Actualites - 2020 - Chronique 5

Chronique №5
Peut-on vouloir plus de vide sur la toile?
Jean-Michel Basquiat (1960 - 1988) / Lateral view, 1982

J’ai rencontré l’artiste Myriam Baudin à la galerie en novembre 2015, quelques jours après les attentats qui avaient frappé Paris, les jours n’étaient alors qu’une même nuit...

Cette brutale tragédie nous laissait dans une véritable sidération. Nous étions installés rue de Turenne à l’époque, proches des cibles de l’horreur, les rues étaient désertes, le vide était partout...


Lorsque Myriam est entrée dans la galerie, nous avons échangé sur le sens des choses et de la vie. Et l’artiste étant particulièrement solaire, cette rencontre contrastait d’autant plus avec le moment dans lequel elle s’inscrivait, il y avait du sens et de la douceur; dehors tout n’était que violence et incompréhension....


Myriam Baudin parlait de son travail avec simplicité, conscience, sans apparat, ni séduction, ni surenchère, elle faisait défiler les photos de ses peintures surréalistes et d’influence pop, ambivalentes, inquiétantes, féministes, affirmées, violentes parfois... et nous partagions nos émotions sur son travail et sur cette tragédie collective que nous vivions.


Nous nous sommes croisées quelques fois ensuite; mais notre dernière rencontre - très récente - s’est à son tour inscrite dans un nouveau drame collectif.

Une rencontre de hasard - au détour d’une rue du Marais - mais qui faisait un tel écho avec nos réflexions du moment qu’il est définitivement impossible que le hasard existe.

Toutes deux fraîchement sorties du confinement avons repris un échange personnel déclenché par cette nouvelle sidération. Ces moments de vérité sont le triste avantage que procurent ces situations qui n’épargnent personne dans leur bouleversement. La complicité sincère des rescapées.


Durant ces derniers mois qui avaient précipité bien des choses, des prises de conscience, des décisions et autres réflexions, Myriam regardait sa peinture avec l’œil nouveau, fruit du chamboulement de cette révolution planétaire.

Une urgence d’introspection artistique prenait le pas sur des réflexions plus lointaines, un besoin de faire le vide, de se centrer sur l’Essence de son expression : le sens et la raison de ce que l’on veut dire sans détour, pour cela il faut aller chercher tout au fond de soi, sans peur...

*DONNÉES FOURNIES*:
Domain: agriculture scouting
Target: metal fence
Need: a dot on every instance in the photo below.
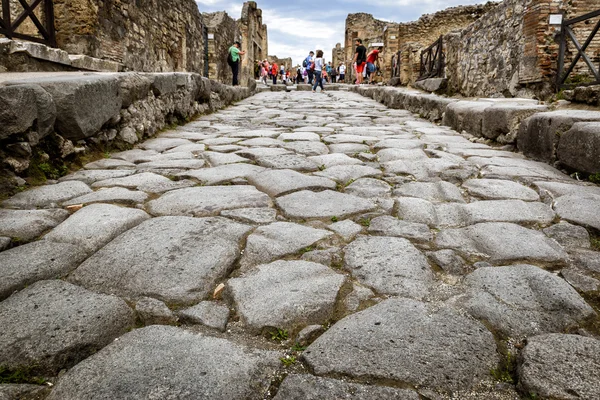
(21, 20)
(567, 35)
(432, 61)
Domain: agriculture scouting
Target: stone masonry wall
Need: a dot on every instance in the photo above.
(365, 27)
(221, 36)
(56, 120)
(253, 34)
(143, 35)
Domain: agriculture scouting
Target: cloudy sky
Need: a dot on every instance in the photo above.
(297, 27)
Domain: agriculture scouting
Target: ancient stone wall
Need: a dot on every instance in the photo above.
(287, 62)
(254, 40)
(338, 56)
(143, 35)
(365, 27)
(220, 37)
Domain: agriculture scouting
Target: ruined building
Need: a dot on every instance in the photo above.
(145, 36)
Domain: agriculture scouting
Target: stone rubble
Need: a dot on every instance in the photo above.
(410, 260)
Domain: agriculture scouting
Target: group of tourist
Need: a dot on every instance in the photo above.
(314, 70)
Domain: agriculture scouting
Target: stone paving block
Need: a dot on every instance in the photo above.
(36, 261)
(110, 195)
(561, 366)
(299, 293)
(268, 243)
(406, 341)
(346, 174)
(431, 191)
(326, 204)
(497, 189)
(94, 175)
(580, 210)
(165, 361)
(207, 200)
(206, 313)
(389, 265)
(26, 225)
(177, 260)
(53, 325)
(95, 225)
(48, 195)
(308, 387)
(501, 242)
(524, 300)
(279, 182)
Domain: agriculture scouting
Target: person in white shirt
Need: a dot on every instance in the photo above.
(319, 65)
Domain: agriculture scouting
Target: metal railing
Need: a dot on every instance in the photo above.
(432, 61)
(566, 35)
(9, 26)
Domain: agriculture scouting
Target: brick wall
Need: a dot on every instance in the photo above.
(143, 35)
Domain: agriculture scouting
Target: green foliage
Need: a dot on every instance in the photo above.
(298, 347)
(279, 335)
(20, 375)
(594, 178)
(506, 370)
(288, 360)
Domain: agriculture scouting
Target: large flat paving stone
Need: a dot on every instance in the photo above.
(164, 362)
(52, 325)
(558, 366)
(407, 342)
(47, 195)
(283, 181)
(174, 259)
(325, 204)
(32, 262)
(29, 224)
(207, 201)
(497, 189)
(110, 195)
(346, 174)
(95, 225)
(146, 182)
(286, 294)
(524, 300)
(268, 243)
(501, 242)
(389, 265)
(580, 210)
(90, 176)
(432, 191)
(222, 173)
(309, 387)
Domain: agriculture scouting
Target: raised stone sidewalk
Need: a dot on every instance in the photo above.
(303, 246)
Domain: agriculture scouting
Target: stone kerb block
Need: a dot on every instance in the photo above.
(539, 134)
(502, 121)
(579, 147)
(83, 103)
(27, 109)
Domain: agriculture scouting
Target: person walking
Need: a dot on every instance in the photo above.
(319, 65)
(342, 70)
(233, 59)
(360, 57)
(372, 58)
(307, 63)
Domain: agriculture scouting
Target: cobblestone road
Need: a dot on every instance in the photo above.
(303, 246)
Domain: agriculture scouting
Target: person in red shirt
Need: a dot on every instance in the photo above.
(274, 71)
(371, 60)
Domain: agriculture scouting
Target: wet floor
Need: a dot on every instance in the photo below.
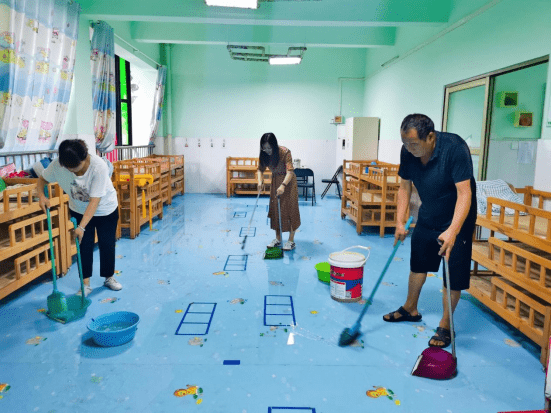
(222, 330)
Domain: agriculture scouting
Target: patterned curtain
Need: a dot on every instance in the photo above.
(158, 103)
(37, 58)
(102, 58)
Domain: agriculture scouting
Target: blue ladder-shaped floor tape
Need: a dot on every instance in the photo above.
(250, 233)
(236, 263)
(279, 310)
(198, 315)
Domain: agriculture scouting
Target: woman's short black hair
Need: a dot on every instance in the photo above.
(72, 152)
(265, 159)
(421, 123)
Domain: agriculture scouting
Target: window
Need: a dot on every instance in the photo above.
(124, 102)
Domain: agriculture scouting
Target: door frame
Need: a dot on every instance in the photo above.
(487, 79)
(482, 151)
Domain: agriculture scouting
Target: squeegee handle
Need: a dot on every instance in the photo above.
(410, 220)
(49, 219)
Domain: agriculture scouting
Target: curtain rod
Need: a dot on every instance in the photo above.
(137, 50)
(129, 44)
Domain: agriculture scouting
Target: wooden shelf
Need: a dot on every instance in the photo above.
(517, 284)
(241, 176)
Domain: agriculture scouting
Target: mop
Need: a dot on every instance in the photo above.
(77, 305)
(275, 252)
(350, 335)
(251, 220)
(435, 362)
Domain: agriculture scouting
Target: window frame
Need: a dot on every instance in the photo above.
(120, 101)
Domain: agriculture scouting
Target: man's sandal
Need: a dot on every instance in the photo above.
(405, 316)
(442, 335)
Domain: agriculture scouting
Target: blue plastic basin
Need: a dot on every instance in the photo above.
(113, 329)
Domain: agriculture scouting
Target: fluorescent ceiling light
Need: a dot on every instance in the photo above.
(244, 4)
(284, 60)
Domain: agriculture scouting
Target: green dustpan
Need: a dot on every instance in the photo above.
(57, 302)
(275, 252)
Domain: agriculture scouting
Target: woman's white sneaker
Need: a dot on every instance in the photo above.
(289, 245)
(112, 283)
(274, 243)
(87, 291)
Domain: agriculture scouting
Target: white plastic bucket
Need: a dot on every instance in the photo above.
(347, 274)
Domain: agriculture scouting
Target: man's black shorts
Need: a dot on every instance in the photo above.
(425, 258)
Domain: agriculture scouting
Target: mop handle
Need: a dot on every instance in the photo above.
(410, 220)
(254, 209)
(279, 212)
(447, 271)
(74, 221)
(51, 239)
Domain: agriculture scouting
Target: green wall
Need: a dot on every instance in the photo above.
(488, 42)
(217, 97)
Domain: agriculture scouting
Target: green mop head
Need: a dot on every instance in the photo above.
(273, 253)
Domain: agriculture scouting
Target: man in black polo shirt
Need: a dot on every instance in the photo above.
(439, 164)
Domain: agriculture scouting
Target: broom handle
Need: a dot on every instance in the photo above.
(51, 239)
(254, 209)
(410, 220)
(279, 212)
(74, 221)
(447, 271)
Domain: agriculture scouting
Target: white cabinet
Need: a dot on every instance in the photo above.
(358, 139)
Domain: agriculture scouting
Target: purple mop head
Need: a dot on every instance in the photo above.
(435, 363)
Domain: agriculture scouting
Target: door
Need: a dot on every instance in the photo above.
(465, 114)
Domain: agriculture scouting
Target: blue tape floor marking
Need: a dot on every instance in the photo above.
(182, 322)
(236, 263)
(251, 233)
(279, 314)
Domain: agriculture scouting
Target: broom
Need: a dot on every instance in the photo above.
(252, 215)
(57, 302)
(349, 335)
(275, 252)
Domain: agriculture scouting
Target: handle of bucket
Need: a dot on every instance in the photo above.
(358, 247)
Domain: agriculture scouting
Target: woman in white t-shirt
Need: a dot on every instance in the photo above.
(92, 202)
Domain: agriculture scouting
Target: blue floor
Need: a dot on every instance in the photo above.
(203, 344)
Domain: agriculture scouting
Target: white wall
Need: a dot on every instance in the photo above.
(205, 166)
(499, 37)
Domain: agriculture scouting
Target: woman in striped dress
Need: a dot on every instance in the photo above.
(284, 185)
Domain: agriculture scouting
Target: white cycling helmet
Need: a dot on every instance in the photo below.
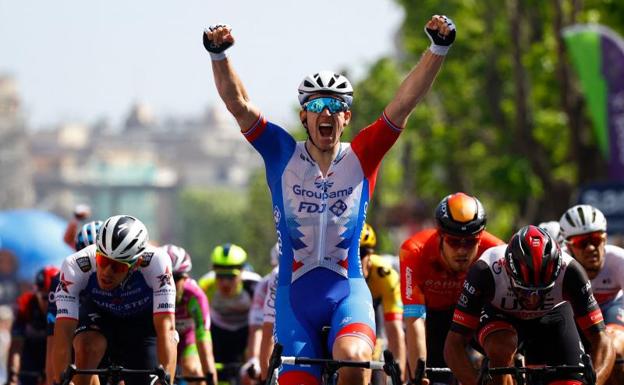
(552, 228)
(275, 255)
(180, 259)
(122, 238)
(326, 82)
(582, 219)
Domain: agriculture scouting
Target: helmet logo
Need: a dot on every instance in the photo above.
(122, 227)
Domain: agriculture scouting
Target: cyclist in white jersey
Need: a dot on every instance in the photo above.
(256, 319)
(320, 190)
(116, 297)
(584, 230)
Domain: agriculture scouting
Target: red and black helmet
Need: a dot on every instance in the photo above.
(43, 279)
(460, 214)
(533, 258)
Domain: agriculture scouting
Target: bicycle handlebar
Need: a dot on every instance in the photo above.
(586, 369)
(389, 366)
(115, 372)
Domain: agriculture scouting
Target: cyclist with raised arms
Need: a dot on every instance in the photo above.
(84, 237)
(195, 356)
(584, 231)
(385, 286)
(252, 367)
(116, 297)
(434, 264)
(321, 189)
(81, 212)
(527, 295)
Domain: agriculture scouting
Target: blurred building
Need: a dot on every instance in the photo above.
(15, 168)
(139, 168)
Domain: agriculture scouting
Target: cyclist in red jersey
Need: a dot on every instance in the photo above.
(27, 352)
(434, 264)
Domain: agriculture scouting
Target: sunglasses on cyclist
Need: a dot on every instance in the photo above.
(332, 104)
(584, 240)
(103, 262)
(457, 242)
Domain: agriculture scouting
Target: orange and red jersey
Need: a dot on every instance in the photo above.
(426, 281)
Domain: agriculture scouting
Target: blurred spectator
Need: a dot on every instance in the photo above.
(9, 286)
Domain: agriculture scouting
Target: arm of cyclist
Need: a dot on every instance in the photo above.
(478, 289)
(396, 342)
(166, 341)
(416, 345)
(603, 355)
(266, 348)
(577, 289)
(229, 85)
(441, 32)
(63, 336)
(49, 369)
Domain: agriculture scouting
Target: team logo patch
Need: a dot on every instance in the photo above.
(276, 215)
(64, 284)
(146, 258)
(84, 263)
(165, 279)
(338, 208)
(383, 271)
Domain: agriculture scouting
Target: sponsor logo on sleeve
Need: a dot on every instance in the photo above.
(84, 263)
(146, 258)
(64, 284)
(408, 283)
(165, 278)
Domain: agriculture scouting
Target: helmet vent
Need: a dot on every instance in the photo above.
(581, 216)
(569, 219)
(130, 244)
(103, 237)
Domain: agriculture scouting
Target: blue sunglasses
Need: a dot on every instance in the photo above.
(332, 104)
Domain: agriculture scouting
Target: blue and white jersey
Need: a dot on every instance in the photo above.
(319, 217)
(149, 286)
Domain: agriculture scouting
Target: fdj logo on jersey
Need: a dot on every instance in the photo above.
(311, 207)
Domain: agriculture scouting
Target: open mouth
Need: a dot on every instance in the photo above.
(326, 129)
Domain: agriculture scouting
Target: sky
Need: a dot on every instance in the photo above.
(80, 61)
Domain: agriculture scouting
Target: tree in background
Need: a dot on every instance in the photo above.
(504, 121)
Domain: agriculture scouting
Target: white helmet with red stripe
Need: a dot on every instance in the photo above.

*TRAVAIL À RÉALISER*:
Réécrivez la chronique de « Actualites - 2020 » jusqu'à « qu’une même nuit... » inclus, en substituant « librairie » à « galerie ».

*SOLUTION DE LA TÂCHE*:
Actualites - 2020 - Chronique 5

Chronique №5
Peut-on vouloir plus de vide sur la toile?
Jean-Michel Basquiat (1960 - 1988) / Lateral view, 1982

J’ai rencontré l’artiste Myriam Baudin à la librairie en novembre 2015, quelques jours après les attentats qui avaient frappé Paris, les jours n’étaient alors qu’une même nuit...